## Verifica la comprensione
1. Stabilisci se ciascuna affermazione concorda con il testo su Gianni Pettena. Rispondi sì o no e cita le parole del testo che lo dimostrano. (a) Pettena sostiene di aver costruito quasi tutti i suoi progetti. (b) I progetti di Pettena sono edifici in senso tradizionale. (c) Per Pettena l'architettura è un dominio dell'uomo sulla natura.
2. Cita fedelmente il passo del testo su Gianni Pettena che va da «L’anarchitetto Pettena ama» a «legano al mondo.».
3. Riscrivi in forma più breve il paragrafo del testo su Gianni Pettena che comincia con «L’anarchitetto Pettena ama i paradossi», mantenendone i fatti principali.

## Testo dell'esercizio
■ ■ ■ ■
Con il suo immancabile sorriso ironico, Gianni Pettena ama spiegare che se in genere i suoi colleghi architetti hanno costruito solo una parte, spesso minima, dei progetti disegnati, lui, nel corso della carriera, ha costruito “tutto tutto tutto (o quasi). “E in scala 1:1”, aggiunge, con una frecciata agli amici architetti radicali, che spesso hanno sostituito alla realtà della costruzione il simulacro del plastico o del fotomontaggio.
L’anarchitetto Pettena ama i paradossi, perché se è vero che ha potuto realizzare la quasi totalità dei suoi progetti, bisogna precisare che questi progetti non sono edifici o architetture in senso tradizionale ma installazioni, ambienti, performance. E tuttavia, anche se assumono le forme dell’arte – non ricalcando ma spesso anticipando i modi della Land Art o della performance, o delle pratiche partecipative –, tali progetti sono, per Pettena, pur sempre architettura. Anzi sono la sola architettura possibile: intesa non come l’esercizio di una razionalità normativa e di un dominio dell’uomo sulla natura, ma al contrario come una pratica di adattamento all’ambiente, come un gesto che, invece di rivendicare l’autonomia e l’autorità del progettista, e, più in generale, dell’essere umano, ribadisce i legami di interdipendenza che lo legano al mondo.
■ ■ ■ ■
## Contenuto del dataset

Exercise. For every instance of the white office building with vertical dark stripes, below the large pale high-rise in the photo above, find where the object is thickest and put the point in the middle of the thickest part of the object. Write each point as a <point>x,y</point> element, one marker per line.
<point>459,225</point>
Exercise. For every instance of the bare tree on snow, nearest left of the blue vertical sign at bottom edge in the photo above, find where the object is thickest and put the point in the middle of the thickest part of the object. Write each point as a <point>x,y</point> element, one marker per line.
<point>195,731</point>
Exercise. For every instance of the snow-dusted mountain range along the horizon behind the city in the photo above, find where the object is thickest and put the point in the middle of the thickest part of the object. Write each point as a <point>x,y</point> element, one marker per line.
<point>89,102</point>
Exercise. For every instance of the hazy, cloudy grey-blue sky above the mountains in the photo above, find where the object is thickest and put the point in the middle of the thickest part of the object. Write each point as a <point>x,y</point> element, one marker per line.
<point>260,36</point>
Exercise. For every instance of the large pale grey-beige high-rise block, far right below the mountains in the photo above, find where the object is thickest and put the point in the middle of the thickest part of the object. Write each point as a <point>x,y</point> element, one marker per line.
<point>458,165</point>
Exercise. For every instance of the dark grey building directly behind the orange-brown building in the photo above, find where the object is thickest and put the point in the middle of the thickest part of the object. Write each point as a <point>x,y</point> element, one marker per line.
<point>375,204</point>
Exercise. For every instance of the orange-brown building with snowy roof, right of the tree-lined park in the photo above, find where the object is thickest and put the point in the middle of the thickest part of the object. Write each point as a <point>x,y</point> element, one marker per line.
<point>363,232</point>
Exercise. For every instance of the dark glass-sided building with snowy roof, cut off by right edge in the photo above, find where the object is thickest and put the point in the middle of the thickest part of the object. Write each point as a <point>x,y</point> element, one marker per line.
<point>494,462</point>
■ ■ ■ ■
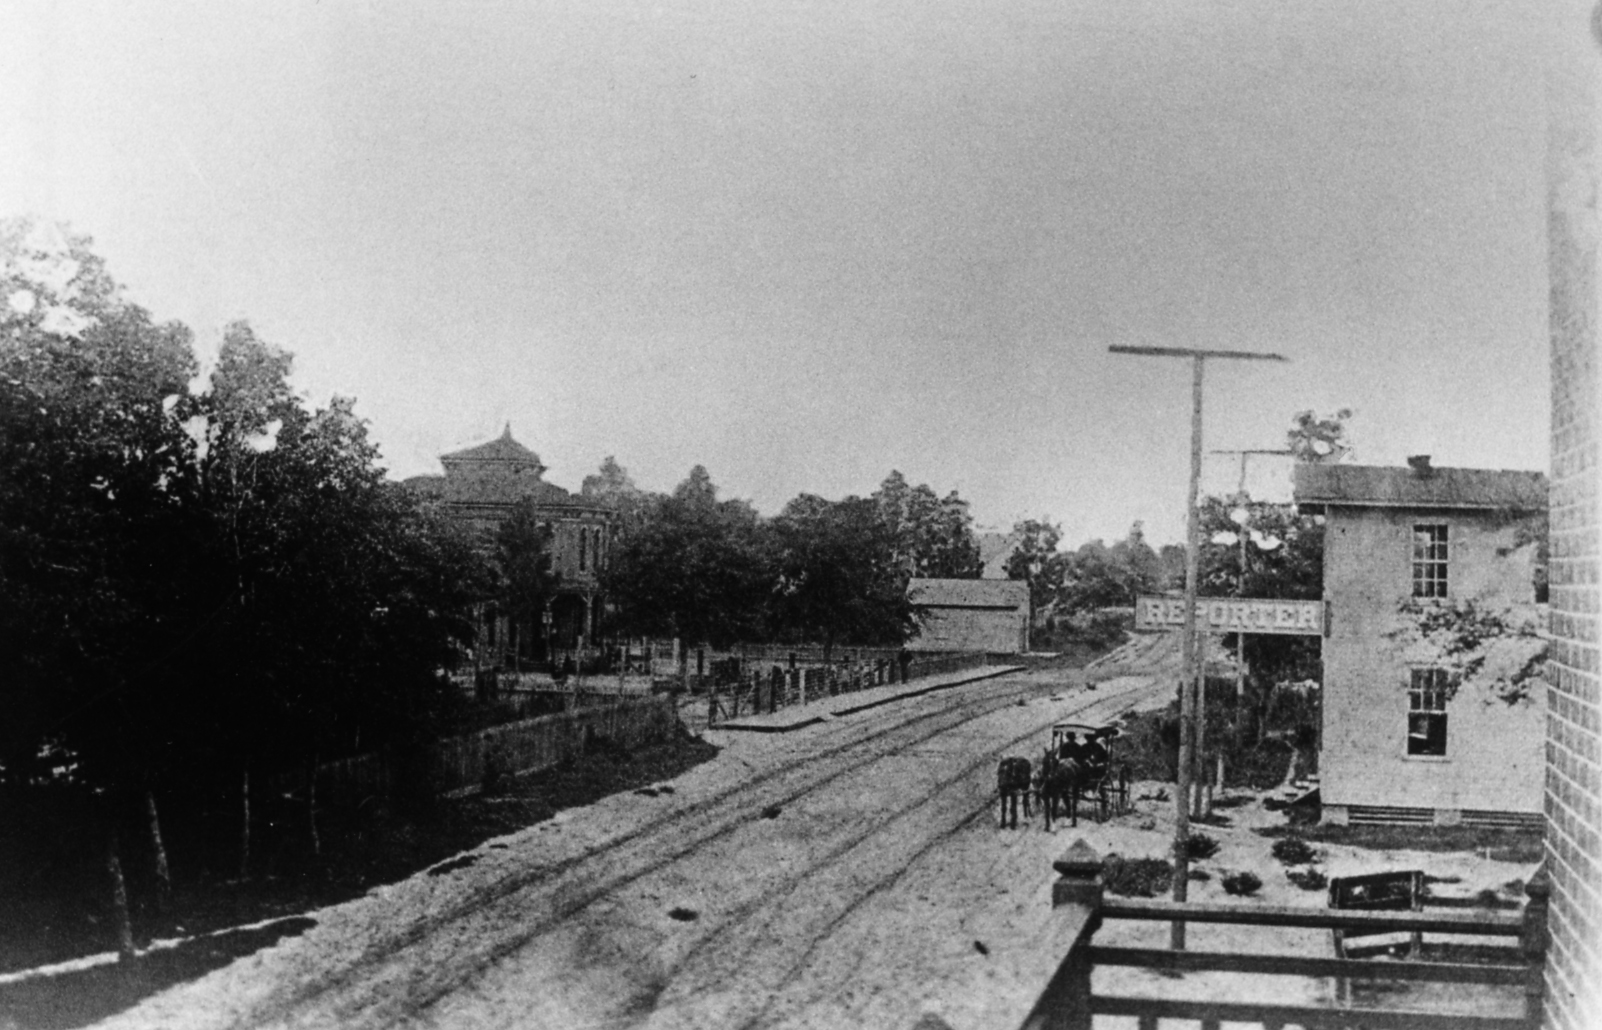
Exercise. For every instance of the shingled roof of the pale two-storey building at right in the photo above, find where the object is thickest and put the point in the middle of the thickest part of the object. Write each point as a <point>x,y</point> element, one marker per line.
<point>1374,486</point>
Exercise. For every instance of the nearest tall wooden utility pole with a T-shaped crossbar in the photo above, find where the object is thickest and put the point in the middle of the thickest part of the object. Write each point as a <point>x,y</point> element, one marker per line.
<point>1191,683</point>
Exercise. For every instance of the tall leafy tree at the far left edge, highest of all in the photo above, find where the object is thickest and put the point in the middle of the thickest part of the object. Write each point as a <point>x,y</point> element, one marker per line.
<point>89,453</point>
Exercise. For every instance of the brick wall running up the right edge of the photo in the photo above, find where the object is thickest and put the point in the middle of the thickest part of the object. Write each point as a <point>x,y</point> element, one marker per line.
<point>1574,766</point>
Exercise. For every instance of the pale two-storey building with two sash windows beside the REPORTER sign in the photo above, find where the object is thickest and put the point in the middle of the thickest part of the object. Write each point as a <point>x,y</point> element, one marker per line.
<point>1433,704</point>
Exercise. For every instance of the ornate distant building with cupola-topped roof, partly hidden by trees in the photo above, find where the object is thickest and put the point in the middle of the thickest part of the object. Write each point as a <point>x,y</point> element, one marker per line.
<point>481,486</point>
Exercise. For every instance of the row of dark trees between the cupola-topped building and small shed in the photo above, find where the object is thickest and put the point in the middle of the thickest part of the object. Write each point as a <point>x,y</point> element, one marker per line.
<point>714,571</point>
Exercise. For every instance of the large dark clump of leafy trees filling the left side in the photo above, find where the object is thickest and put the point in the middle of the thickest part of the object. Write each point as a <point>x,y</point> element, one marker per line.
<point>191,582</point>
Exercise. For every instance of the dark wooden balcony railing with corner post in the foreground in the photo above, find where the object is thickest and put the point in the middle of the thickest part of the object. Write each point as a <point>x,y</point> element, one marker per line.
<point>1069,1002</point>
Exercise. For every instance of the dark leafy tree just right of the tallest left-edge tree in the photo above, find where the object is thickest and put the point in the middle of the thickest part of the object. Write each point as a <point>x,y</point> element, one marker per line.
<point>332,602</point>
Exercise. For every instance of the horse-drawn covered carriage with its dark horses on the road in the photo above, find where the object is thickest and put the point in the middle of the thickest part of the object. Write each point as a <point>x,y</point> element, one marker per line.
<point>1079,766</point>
■ ■ ■ ■
## Soluzioni
1.
(a) Sì: «ha costruito “tutto tutto tutto (o quasi).»
(b) No: «questi progetti non sono edifici o architetture in senso tradizionale ma installazioni, ambienti, performance»
(c) No: «intesa non come l’esercizio di una razionalità normativa e di un dominio dell’uomo sulla natura, ma al contrario come una pratica di adattamento all’ambiente»

2.
L’anarchitetto Pettena ama i paradossi, perché se è vero che ha potuto realizzare la quasi totalità dei suoi progetti, bisogna precisare che questi progetti non sono edifici o architetture in senso tradizionale ma installazioni, ambienti, performance. E tuttavia, anche se assumono le forme dell’arte – non ricalcando ma spesso anticipando i modi della Land Art o della performance, o delle pratiche partecipative –, tali progetti sono, per Pettena, pur sempre architettura. Anzi sono la sola architettura possibile: intesa non come l’esercizio di una razionalità normativa e di un dominio dell’uomo sulla natura, ma al contrario come una pratica di adattamento all’ambiente, come un gesto che, invece di rivendicare l’autonomia e l’autorità del progettista, e, più in generale, dell’essere umano, ribadisce i legami di interdipendenza che lo legano al mondo.

3. Pettena ha realizzato quasi tutti i suoi progetti, ma non si tratta di edifici tradizionali: sono installazioni, ambienti e performance. Hanno forme artistiche e spesso anticipano la Land Art, la performance e le pratiche partecipative. Per lui restano comunque architettura, anzi l'unica possibile. Non la intende come razionalità normativa e dominio dell'uomo sulla natura, ma come adattamento all'ambiente. È un gesto che non rivendica l'autorità del progettista e ribadisce i legami di interdipendenza tra l'essere umano e il mondo.